__Supplied material__.
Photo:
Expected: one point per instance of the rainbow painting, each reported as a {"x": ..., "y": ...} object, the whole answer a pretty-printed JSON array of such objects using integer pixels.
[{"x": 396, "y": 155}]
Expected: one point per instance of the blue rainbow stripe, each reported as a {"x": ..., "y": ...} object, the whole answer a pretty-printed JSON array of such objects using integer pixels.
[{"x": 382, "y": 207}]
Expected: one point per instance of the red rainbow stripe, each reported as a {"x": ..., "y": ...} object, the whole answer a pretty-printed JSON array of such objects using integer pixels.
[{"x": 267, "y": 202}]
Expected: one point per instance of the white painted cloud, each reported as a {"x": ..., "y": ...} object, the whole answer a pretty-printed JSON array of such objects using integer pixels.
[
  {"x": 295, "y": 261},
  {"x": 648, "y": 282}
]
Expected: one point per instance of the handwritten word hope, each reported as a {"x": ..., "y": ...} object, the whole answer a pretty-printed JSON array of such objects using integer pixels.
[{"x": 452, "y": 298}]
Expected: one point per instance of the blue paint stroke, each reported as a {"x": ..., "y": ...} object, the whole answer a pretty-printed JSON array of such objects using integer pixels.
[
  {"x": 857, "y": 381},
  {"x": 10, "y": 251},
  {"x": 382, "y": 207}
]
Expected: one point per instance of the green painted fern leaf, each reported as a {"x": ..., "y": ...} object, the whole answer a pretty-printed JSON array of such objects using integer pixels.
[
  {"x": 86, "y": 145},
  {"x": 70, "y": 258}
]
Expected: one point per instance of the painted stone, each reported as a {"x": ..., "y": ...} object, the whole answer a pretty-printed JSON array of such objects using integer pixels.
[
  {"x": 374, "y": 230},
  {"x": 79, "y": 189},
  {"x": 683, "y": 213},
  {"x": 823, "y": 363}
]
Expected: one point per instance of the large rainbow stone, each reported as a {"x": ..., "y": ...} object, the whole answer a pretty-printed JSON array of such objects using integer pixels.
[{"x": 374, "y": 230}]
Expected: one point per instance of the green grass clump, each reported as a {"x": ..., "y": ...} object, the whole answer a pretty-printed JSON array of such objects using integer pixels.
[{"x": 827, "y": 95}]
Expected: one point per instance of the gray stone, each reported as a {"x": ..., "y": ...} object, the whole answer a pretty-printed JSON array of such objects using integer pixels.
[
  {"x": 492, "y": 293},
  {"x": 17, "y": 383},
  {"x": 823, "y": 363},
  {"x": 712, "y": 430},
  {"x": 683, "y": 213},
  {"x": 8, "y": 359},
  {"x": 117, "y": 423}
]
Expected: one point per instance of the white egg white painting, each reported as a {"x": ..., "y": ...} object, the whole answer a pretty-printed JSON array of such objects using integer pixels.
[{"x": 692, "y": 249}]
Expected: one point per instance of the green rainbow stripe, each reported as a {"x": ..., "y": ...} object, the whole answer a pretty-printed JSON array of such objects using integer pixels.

__Job__. Every line from the line containing "Expected: one point per instance of the white egg" to the last line of the material above must be repeated exactly, and no other line.

__Solution for this task__.
Expected: one point per instance of the white egg white painting, each reported as a {"x": ..., "y": ...} object, the whole answer a pretty-printed JSON array of such objects using integer pixels.
[{"x": 692, "y": 249}]
Expected: one point per instance of the green rainbow stripe, each reported as a {"x": ..., "y": ...} object, the whole answer a pretty-printed JSON array of such objects using integer pixels.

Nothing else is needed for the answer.